(Point annotation records)
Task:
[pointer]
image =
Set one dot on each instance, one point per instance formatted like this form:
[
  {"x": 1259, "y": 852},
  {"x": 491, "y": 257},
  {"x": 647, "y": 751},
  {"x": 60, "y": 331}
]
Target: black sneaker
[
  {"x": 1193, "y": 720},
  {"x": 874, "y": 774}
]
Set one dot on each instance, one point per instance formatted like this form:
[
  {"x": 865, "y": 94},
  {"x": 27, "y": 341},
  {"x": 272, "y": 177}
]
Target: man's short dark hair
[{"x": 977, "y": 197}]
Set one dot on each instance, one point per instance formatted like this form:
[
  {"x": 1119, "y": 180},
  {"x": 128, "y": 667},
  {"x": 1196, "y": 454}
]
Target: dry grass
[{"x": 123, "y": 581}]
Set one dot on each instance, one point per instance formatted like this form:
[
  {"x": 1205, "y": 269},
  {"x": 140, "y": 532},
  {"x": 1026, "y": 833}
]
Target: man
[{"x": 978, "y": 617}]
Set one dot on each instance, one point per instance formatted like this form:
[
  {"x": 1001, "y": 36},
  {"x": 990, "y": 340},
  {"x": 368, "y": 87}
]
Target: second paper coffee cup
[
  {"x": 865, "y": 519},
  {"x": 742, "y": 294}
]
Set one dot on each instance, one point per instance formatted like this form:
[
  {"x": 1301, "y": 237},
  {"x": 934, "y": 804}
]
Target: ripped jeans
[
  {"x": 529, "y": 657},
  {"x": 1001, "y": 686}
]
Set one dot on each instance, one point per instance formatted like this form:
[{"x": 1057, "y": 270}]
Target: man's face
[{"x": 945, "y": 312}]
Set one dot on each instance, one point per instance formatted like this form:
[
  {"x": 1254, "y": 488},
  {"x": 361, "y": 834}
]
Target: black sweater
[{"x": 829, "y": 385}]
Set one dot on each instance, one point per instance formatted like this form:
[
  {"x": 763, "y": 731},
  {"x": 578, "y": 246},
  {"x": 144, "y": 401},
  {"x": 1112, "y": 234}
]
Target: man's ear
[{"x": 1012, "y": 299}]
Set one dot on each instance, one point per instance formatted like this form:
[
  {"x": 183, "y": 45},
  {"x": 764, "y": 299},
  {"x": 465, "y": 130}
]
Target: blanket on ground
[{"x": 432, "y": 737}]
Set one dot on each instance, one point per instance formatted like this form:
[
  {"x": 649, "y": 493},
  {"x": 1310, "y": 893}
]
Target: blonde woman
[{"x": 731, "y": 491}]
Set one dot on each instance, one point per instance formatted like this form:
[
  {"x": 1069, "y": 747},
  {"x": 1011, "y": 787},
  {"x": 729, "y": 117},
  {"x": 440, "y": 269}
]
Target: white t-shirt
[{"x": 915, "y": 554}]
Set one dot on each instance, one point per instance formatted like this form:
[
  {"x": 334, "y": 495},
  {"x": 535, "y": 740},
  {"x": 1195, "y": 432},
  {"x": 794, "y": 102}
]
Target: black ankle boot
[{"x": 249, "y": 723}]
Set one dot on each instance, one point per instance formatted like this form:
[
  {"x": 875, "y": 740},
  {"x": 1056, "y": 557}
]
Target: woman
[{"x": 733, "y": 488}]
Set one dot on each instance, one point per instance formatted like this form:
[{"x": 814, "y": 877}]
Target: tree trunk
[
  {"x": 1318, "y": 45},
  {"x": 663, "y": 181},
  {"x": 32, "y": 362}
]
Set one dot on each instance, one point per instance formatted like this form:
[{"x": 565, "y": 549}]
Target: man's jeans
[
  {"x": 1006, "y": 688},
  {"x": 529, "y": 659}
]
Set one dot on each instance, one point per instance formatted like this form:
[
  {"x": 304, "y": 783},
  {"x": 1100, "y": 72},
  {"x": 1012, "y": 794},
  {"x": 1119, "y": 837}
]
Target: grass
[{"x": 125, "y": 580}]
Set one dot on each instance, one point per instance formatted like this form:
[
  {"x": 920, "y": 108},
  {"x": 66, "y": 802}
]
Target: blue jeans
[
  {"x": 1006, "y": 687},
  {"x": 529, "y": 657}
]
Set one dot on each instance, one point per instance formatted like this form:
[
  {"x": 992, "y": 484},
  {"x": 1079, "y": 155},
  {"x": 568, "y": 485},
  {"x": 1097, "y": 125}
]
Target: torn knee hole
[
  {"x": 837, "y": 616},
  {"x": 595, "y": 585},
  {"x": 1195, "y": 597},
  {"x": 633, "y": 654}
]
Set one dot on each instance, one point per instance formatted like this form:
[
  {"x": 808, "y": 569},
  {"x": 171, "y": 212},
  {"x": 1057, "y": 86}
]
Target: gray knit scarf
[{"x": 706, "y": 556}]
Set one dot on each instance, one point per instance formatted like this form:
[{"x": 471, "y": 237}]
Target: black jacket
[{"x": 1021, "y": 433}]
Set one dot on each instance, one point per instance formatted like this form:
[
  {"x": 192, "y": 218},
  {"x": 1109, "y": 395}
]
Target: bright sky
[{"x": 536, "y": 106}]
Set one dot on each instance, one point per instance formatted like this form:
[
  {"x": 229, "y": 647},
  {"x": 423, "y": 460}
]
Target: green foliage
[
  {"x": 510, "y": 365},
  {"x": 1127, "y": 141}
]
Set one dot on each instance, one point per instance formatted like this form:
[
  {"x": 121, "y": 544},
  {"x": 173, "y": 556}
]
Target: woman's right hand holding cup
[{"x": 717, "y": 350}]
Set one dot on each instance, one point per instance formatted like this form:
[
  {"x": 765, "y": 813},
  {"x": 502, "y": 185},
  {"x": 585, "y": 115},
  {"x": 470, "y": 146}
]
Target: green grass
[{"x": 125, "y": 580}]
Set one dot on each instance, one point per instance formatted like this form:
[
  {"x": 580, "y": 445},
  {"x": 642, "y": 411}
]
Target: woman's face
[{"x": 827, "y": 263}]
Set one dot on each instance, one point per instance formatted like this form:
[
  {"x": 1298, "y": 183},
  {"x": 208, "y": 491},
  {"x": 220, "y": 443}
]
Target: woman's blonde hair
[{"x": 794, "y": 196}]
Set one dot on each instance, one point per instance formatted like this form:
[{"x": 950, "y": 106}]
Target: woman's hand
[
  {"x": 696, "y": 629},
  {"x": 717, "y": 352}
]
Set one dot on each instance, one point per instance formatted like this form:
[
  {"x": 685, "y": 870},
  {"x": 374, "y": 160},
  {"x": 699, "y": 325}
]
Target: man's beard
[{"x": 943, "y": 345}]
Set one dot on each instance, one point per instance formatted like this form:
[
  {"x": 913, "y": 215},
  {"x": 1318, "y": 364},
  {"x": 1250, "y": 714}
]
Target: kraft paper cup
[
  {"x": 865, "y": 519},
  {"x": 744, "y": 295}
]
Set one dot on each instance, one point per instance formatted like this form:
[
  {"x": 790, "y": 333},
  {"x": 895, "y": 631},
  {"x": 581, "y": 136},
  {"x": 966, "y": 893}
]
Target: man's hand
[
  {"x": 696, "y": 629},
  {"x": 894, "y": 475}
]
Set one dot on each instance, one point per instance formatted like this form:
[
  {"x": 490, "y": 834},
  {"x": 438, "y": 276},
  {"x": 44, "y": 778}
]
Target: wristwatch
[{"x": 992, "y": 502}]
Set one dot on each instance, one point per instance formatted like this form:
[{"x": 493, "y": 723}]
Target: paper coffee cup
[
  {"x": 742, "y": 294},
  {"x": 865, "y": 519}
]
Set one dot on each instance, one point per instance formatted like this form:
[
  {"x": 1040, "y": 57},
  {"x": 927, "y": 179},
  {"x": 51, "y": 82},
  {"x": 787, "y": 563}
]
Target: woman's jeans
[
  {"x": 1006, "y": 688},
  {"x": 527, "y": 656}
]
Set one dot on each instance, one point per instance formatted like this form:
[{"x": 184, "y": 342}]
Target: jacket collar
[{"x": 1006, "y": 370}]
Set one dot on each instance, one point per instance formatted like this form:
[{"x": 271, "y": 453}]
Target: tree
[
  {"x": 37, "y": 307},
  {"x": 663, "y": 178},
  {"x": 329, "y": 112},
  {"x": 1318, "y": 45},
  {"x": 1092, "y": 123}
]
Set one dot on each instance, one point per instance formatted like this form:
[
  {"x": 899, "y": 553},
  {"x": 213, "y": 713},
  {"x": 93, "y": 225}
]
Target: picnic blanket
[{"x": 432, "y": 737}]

What you have to do
Report each line of the rows above that contains the string "paper", and treat uppercase and lowercase letters as different.

Written answer
Target: second paper coffee cup
Target: kraft paper cup
Target: paper coffee cup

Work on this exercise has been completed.